[Segmentation data]
++++++++++

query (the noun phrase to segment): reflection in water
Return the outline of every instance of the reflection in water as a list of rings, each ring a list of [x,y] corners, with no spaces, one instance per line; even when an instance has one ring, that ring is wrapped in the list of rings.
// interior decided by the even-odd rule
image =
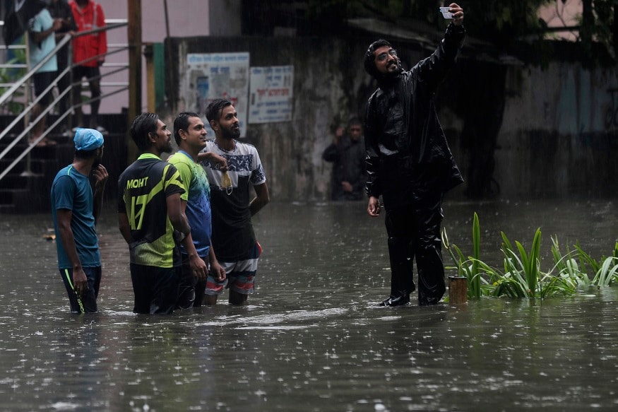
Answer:
[[[106,211],[98,314],[74,316],[45,215],[3,216],[0,397],[7,411],[581,411],[618,408],[618,287],[546,300],[378,307],[382,218],[364,202],[269,204],[247,307],[131,312],[126,245]],[[449,239],[498,264],[499,231],[543,232],[593,257],[616,242],[613,204],[446,202]],[[448,257],[445,256],[447,264]],[[549,260],[547,261],[549,261]],[[547,267],[547,263],[542,267]]]

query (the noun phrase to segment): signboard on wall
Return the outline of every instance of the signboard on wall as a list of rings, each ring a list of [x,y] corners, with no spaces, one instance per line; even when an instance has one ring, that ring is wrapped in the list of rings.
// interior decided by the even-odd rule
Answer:
[[[249,122],[292,120],[293,84],[293,66],[251,67]]]
[[[185,107],[198,113],[206,123],[208,137],[215,133],[206,122],[205,112],[211,101],[227,99],[238,113],[241,137],[246,132],[249,81],[249,54],[191,53],[186,55],[184,79]]]

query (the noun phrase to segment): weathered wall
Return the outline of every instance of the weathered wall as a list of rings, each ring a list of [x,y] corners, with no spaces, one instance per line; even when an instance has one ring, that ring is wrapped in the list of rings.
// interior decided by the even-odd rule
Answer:
[[[507,78],[511,93],[495,153],[502,193],[614,196],[618,118],[606,116],[617,71],[553,63],[546,70],[511,68]]]
[[[331,165],[321,156],[333,125],[362,116],[375,88],[362,64],[373,40],[174,38],[170,41],[175,64],[168,69],[182,78],[186,54],[198,52],[249,52],[252,66],[293,65],[293,120],[249,124],[246,140],[258,148],[273,199],[321,201],[330,198]],[[406,67],[429,52],[396,46]],[[466,178],[451,196],[615,192],[616,125],[604,123],[612,98],[607,89],[618,86],[615,71],[589,72],[572,64],[543,71],[473,57],[458,64],[436,95],[441,122]],[[185,109],[186,91],[167,88],[171,124]]]

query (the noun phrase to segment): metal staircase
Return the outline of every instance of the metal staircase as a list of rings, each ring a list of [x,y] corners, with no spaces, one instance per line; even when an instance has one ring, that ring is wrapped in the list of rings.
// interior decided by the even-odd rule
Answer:
[[[126,22],[114,20],[114,23],[107,24],[105,28],[100,28],[88,32],[81,32],[75,36],[85,35],[101,30],[110,30],[121,27],[126,27]],[[87,86],[87,81],[82,83],[81,80],[73,82],[69,88],[59,90],[57,97],[45,108],[37,119],[30,121],[30,112],[40,100],[40,96],[30,102],[30,83],[33,73],[40,66],[57,53],[63,47],[71,47],[71,40],[73,37],[69,35],[58,42],[54,50],[44,59],[39,64],[28,71],[23,76],[13,83],[1,83],[0,87],[6,88],[6,91],[0,96],[0,107],[13,102],[15,96],[19,94],[24,97],[20,103],[24,107],[23,111],[17,114],[0,114],[0,214],[1,213],[40,213],[49,210],[49,189],[52,182],[58,170],[73,160],[74,146],[73,145],[73,133],[71,131],[71,114],[73,110],[79,106],[89,105],[91,100],[83,99],[78,103],[71,102],[71,107],[64,113],[54,113],[53,110],[57,103],[66,95],[72,95],[73,88],[83,88]],[[26,42],[27,43],[27,42]],[[11,48],[19,46],[11,46]],[[23,48],[23,46],[21,46]],[[28,45],[26,44],[26,55]],[[126,45],[109,45],[107,55],[126,52]],[[69,55],[72,54],[69,49]],[[7,67],[9,64],[1,64],[0,67]],[[23,67],[24,65],[21,65]],[[119,72],[128,73],[128,64],[104,64],[107,66],[105,73],[102,70],[100,78],[116,74]],[[59,78],[69,74],[71,75],[71,66],[63,72],[59,73],[56,80],[42,93],[52,93]],[[128,78],[128,75],[126,78]],[[90,80],[90,79],[88,79]],[[99,98],[103,99],[112,94],[127,90],[129,82],[105,83],[100,81],[102,90],[106,86],[110,86],[113,90],[110,93],[102,93]],[[87,88],[86,88],[87,89]],[[47,115],[47,128],[35,141],[29,143],[28,137],[33,125],[43,116]],[[84,115],[85,122],[88,121],[88,115]],[[114,145],[111,152],[115,155],[121,155],[126,151],[124,144],[126,131],[126,114],[100,114],[99,122],[107,129],[104,133],[106,143],[108,139],[114,136],[119,139],[121,144]],[[85,123],[88,124],[88,123]],[[121,128],[119,130],[119,126]],[[37,143],[43,141],[50,141],[54,144],[40,146]],[[116,152],[114,153],[114,152]]]

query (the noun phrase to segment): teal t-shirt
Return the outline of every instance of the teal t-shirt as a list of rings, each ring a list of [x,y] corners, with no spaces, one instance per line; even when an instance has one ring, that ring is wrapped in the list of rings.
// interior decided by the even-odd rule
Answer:
[[[32,33],[41,33],[52,28],[54,25],[54,19],[49,14],[49,11],[43,8],[28,22],[30,31]],[[52,33],[40,42],[35,42],[32,37],[28,40],[30,44],[30,69],[36,66],[39,61],[43,59],[47,54],[51,53],[56,47],[56,36]],[[56,56],[53,56],[45,63],[42,67],[37,71],[37,73],[45,71],[56,71],[58,70],[58,62]]]
[[[73,267],[62,245],[58,231],[58,209],[71,211],[71,229],[75,237],[75,246],[82,267],[101,266],[99,239],[95,229],[94,195],[88,176],[82,175],[73,166],[61,169],[52,184],[52,217],[56,230],[56,248],[58,251],[58,267]]]

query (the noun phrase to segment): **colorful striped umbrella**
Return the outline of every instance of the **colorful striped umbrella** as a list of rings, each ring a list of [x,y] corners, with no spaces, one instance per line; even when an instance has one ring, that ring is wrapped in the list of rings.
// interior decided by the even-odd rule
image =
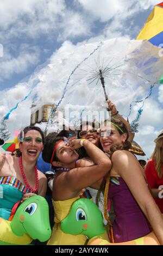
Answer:
[[[2,148],[5,150],[9,152],[13,152],[16,150],[16,144],[15,143],[14,141],[9,141],[7,142]]]
[[[163,2],[155,5],[136,39],[147,40],[157,46],[163,43]]]

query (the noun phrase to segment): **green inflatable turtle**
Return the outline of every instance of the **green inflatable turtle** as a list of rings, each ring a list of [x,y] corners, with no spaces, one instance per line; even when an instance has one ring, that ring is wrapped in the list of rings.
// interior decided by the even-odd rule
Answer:
[[[102,213],[91,200],[79,199],[72,205],[69,215],[61,223],[63,232],[71,235],[83,234],[87,236],[88,245],[158,245],[154,232],[134,240],[110,243],[103,227]]]
[[[0,218],[0,245],[28,245],[33,239],[44,242],[51,235],[48,205],[40,196],[22,203],[11,221]]]

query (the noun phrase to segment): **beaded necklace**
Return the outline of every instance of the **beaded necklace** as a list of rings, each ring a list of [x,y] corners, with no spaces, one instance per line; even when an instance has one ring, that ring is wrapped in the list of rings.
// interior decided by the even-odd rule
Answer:
[[[38,174],[38,170],[37,170],[37,167],[35,166],[35,175],[36,175],[36,187],[35,188],[32,188],[32,187],[31,187],[31,186],[29,185],[27,181],[27,180],[26,179],[26,175],[24,174],[21,156],[20,156],[19,158],[19,165],[20,165],[20,168],[21,169],[22,175],[24,179],[24,182],[27,186],[27,187],[28,187],[28,188],[31,190],[31,191],[35,193],[36,191],[37,191],[37,190],[38,190],[38,187],[39,187],[39,174]]]
[[[68,172],[70,169],[69,168],[59,167],[56,168],[56,170],[64,170],[65,172]]]

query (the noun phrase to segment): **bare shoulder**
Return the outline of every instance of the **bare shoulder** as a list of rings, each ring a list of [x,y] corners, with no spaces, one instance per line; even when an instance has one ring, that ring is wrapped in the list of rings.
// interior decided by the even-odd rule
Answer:
[[[90,166],[93,164],[93,163],[91,161],[87,160],[86,159],[79,159],[76,162],[76,167],[84,167],[85,166]]]
[[[42,172],[41,172],[39,170],[38,170],[39,179],[40,179],[41,178],[44,178],[46,179],[46,176],[45,176],[44,173],[42,173]]]
[[[121,162],[129,159],[136,161],[135,156],[130,152],[127,150],[117,150],[113,153],[111,157],[111,161],[112,162]]]

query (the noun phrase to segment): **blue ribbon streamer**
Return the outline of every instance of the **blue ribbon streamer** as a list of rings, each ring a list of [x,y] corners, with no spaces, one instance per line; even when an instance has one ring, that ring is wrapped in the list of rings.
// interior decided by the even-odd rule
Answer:
[[[69,82],[70,81],[70,79],[71,79],[71,77],[72,76],[72,75],[74,74],[74,72],[76,71],[76,70],[79,67],[79,66],[80,66],[80,65],[83,63],[83,62],[85,62],[87,59],[89,59],[90,58],[90,57],[98,49],[98,48],[100,47],[100,46],[102,44],[102,42],[100,42],[100,44],[99,45],[98,45],[98,46],[97,47],[97,48],[96,48],[95,49],[93,50],[93,51],[89,54],[89,56],[88,57],[87,57],[86,58],[85,58],[83,60],[82,60],[80,63],[79,63],[76,67],[75,68],[73,69],[73,70],[71,72],[71,74],[69,76],[69,77],[67,81],[67,82],[66,83],[66,86],[65,86],[65,88],[64,89],[64,92],[63,92],[63,94],[62,95],[62,96],[60,100],[60,101],[58,102],[56,107],[53,109],[53,107],[52,108],[52,109],[51,109],[51,113],[50,113],[50,115],[49,115],[49,117],[48,118],[48,121],[47,123],[47,124],[46,124],[46,127],[45,127],[45,131],[44,131],[44,133],[46,134],[46,132],[47,132],[47,126],[48,125],[48,124],[49,124],[49,120],[50,119],[52,119],[52,115],[53,114],[53,113],[54,113],[56,110],[57,109],[58,107],[59,107],[59,106],[60,105],[60,104],[61,103],[62,99],[64,99],[64,96],[65,96],[65,94],[66,92],[66,89],[67,89],[67,87],[68,86],[68,83],[69,83]]]

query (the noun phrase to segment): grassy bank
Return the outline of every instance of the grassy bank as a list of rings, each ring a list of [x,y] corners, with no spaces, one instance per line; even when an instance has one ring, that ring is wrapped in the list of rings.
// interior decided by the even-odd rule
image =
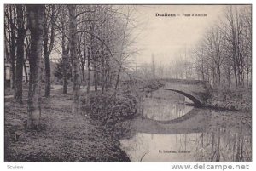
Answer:
[[[72,95],[43,99],[41,128],[26,129],[26,101],[5,100],[5,162],[130,162],[119,142],[90,117],[71,114]]]
[[[211,106],[237,111],[252,111],[251,88],[212,88],[208,100]]]

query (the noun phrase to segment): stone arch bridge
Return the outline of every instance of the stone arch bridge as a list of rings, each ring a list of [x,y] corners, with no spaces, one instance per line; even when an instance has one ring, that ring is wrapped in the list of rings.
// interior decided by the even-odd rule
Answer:
[[[165,85],[161,89],[181,94],[191,100],[195,107],[201,107],[209,98],[210,86],[200,80],[161,79]]]

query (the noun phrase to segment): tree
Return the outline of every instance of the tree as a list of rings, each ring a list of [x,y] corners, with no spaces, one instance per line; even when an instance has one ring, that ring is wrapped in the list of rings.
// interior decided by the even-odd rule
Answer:
[[[24,40],[26,32],[25,28],[25,7],[15,5],[17,12],[17,60],[15,70],[15,100],[22,103],[22,82],[23,82],[23,59],[24,59]]]
[[[54,47],[55,26],[60,10],[55,5],[46,6],[44,25],[44,54],[45,66],[45,97],[50,96],[50,61],[49,55]]]
[[[68,5],[69,14],[69,41],[70,56],[72,60],[72,76],[73,76],[73,105],[72,113],[79,112],[79,59],[77,54],[77,14],[76,5]]]
[[[27,128],[38,130],[41,117],[42,46],[44,5],[26,5],[28,29],[31,32]]]
[[[72,77],[72,70],[71,70],[71,65],[70,62],[67,63],[66,67],[64,67],[64,62],[62,59],[59,59],[58,63],[56,65],[56,67],[55,69],[54,75],[59,80],[63,80],[64,78],[64,71],[66,74],[66,79],[68,80]],[[67,81],[66,81],[67,82]]]
[[[15,5],[6,5],[4,10],[5,16],[5,35],[9,43],[9,50],[10,61],[10,87],[15,88],[15,56],[16,56],[16,9]]]

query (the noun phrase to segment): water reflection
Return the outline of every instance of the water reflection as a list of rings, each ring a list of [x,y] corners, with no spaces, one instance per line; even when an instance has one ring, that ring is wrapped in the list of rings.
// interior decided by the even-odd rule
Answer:
[[[191,102],[188,98],[178,94],[158,90],[144,98],[143,115],[154,120],[175,119],[193,109],[192,106],[186,105],[188,101]]]
[[[166,100],[167,102],[160,103],[154,98],[149,97],[147,100],[150,105],[144,105],[144,115],[149,118],[154,116],[157,120],[168,120],[186,113],[177,110],[176,102],[173,105]],[[163,107],[168,102],[169,111],[175,108],[174,112],[167,112],[168,107]],[[150,111],[153,109],[154,115]],[[191,115],[194,111],[196,115]],[[172,117],[166,117],[170,113]],[[135,121],[137,133],[131,139],[120,140],[123,149],[132,162],[252,161],[250,113],[196,109],[188,115],[191,117],[170,124],[147,119]]]

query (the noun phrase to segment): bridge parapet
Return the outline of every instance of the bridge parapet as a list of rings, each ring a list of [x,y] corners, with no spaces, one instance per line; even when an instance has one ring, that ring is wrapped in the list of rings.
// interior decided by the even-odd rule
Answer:
[[[181,94],[190,99],[197,107],[202,106],[209,97],[209,89],[207,83],[200,80],[166,79],[166,90]]]

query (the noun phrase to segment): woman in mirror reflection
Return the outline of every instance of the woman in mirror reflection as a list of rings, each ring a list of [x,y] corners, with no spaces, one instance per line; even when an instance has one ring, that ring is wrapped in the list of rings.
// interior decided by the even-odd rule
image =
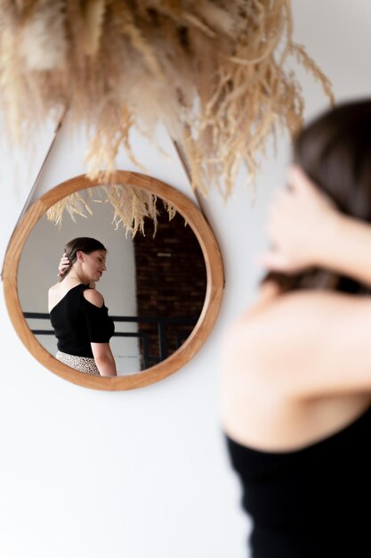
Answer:
[[[106,271],[107,250],[88,237],[64,249],[60,282],[49,289],[49,313],[58,340],[56,358],[80,372],[116,376],[109,347],[115,325],[95,283]]]
[[[222,413],[254,558],[371,555],[371,101],[296,137]]]

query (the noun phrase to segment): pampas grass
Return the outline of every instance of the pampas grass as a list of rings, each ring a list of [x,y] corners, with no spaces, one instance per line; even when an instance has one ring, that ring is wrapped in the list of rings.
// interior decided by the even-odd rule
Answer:
[[[267,140],[302,124],[302,65],[330,83],[293,42],[290,0],[0,0],[0,105],[13,139],[68,108],[91,135],[92,178],[131,153],[133,127],[164,123],[192,185],[225,197]],[[133,153],[131,153],[133,156]]]
[[[111,184],[75,192],[49,208],[46,217],[60,227],[66,213],[75,222],[77,215],[85,218],[93,215],[94,202],[110,203],[114,210],[112,225],[116,229],[122,226],[126,236],[130,234],[133,238],[138,232],[145,236],[146,219],[150,219],[155,237],[157,230],[157,197],[147,190],[128,185]],[[164,208],[169,220],[173,219],[176,214],[173,207],[164,201]]]

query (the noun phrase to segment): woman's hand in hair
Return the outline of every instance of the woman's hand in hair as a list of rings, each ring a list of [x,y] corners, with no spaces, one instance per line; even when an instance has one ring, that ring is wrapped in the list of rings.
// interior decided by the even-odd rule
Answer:
[[[260,260],[270,271],[294,274],[326,264],[338,211],[299,167],[290,167],[287,188],[273,199],[267,234],[271,248]]]
[[[63,256],[60,258],[60,265],[58,266],[58,276],[59,277],[63,277],[64,275],[64,272],[66,271],[66,269],[68,269],[69,267],[69,259],[67,258],[66,256],[66,252],[63,254]]]

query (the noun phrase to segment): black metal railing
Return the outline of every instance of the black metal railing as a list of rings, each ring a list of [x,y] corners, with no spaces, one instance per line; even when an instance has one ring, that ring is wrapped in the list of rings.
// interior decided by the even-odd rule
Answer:
[[[43,312],[23,312],[23,316],[26,319],[50,320],[49,314]],[[164,317],[161,316],[110,316],[109,317],[115,324],[125,322],[138,324],[142,324],[146,325],[153,324],[157,325],[158,336],[158,357],[150,355],[150,334],[147,332],[115,332],[114,333],[114,337],[133,337],[141,341],[143,368],[149,368],[149,366],[165,360],[168,357],[167,349],[169,336],[166,336],[166,327],[168,325],[173,325],[174,327],[177,325],[190,325],[193,328],[198,321],[198,318],[194,316]],[[31,332],[34,335],[54,335],[54,331],[52,326],[51,329],[31,329]],[[174,335],[174,332],[172,332],[172,335]],[[175,332],[175,349],[181,347],[187,337],[188,335],[184,335],[183,332],[180,334]]]

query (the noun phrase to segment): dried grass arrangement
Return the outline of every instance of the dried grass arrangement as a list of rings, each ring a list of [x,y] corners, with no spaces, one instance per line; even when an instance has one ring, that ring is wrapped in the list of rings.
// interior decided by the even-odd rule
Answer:
[[[290,0],[0,0],[0,104],[14,139],[68,108],[85,124],[92,178],[109,178],[133,126],[162,121],[193,186],[254,176],[267,138],[302,125],[288,66],[327,78],[292,39]],[[57,118],[57,117],[56,117]]]
[[[153,226],[153,238],[157,230],[157,197],[141,188],[135,188],[129,185],[116,185],[92,186],[79,192],[75,192],[54,203],[46,211],[49,221],[60,227],[62,225],[65,214],[69,215],[76,222],[76,216],[87,218],[93,214],[92,202],[110,203],[114,215],[112,225],[116,229],[121,225],[125,235],[131,234],[132,239],[138,231],[145,236],[146,219],[151,219]],[[166,201],[162,200],[164,208],[167,211],[169,221],[176,214],[175,209]]]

++++++++++

## Aim
Reproduce the stretch of data from the line containing "query (the noun phrase to segment): teal" through the line containing "[[[163,2],[155,5],[136,39],[147,40],[157,46],[163,43]]]" word for word, omitting the pictures.

## Output of the exercise
query (the noun phrase to segment): teal t-shirt
Return the outline of every instance of the teal t-shirt as a list of rings, each ring a list of [x,y] corners, with no spaces, one instance per line; even when an instance has one ring, that ring is wrapped in the list of rings.
// interior decided by the even-odd rule
Answer:
[[[32,33],[41,33],[52,28],[54,25],[54,19],[49,14],[49,11],[43,8],[28,22],[30,31]],[[52,33],[40,42],[35,42],[32,37],[28,40],[30,44],[30,69],[36,66],[39,61],[43,59],[47,54],[51,53],[56,47],[56,36]],[[56,56],[53,56],[45,63],[42,67],[37,71],[37,73],[45,71],[56,71],[58,70],[58,62]]]
[[[73,267],[62,245],[58,231],[58,209],[71,211],[71,229],[75,237],[75,246],[82,267],[101,266],[99,239],[95,229],[94,195],[88,176],[82,175],[73,166],[61,169],[52,184],[52,217],[56,230],[56,248],[58,251],[58,267]]]

query (the noun phrase to segment): **colorful striped umbrella**
Return the outline of every instance of the **colorful striped umbrella** as a list of rings, each ring a list of [x,y] corners, with no spaces, one instance per line; even when an instance has one ring, that ring is wrapped in the list of rings.
// interior decided by the even-odd rule
image =
Answer:
[[[2,148],[5,150],[9,152],[13,152],[16,150],[16,144],[15,143],[14,141],[9,141],[7,142]]]
[[[163,2],[155,5],[136,39],[147,40],[157,46],[163,43]]]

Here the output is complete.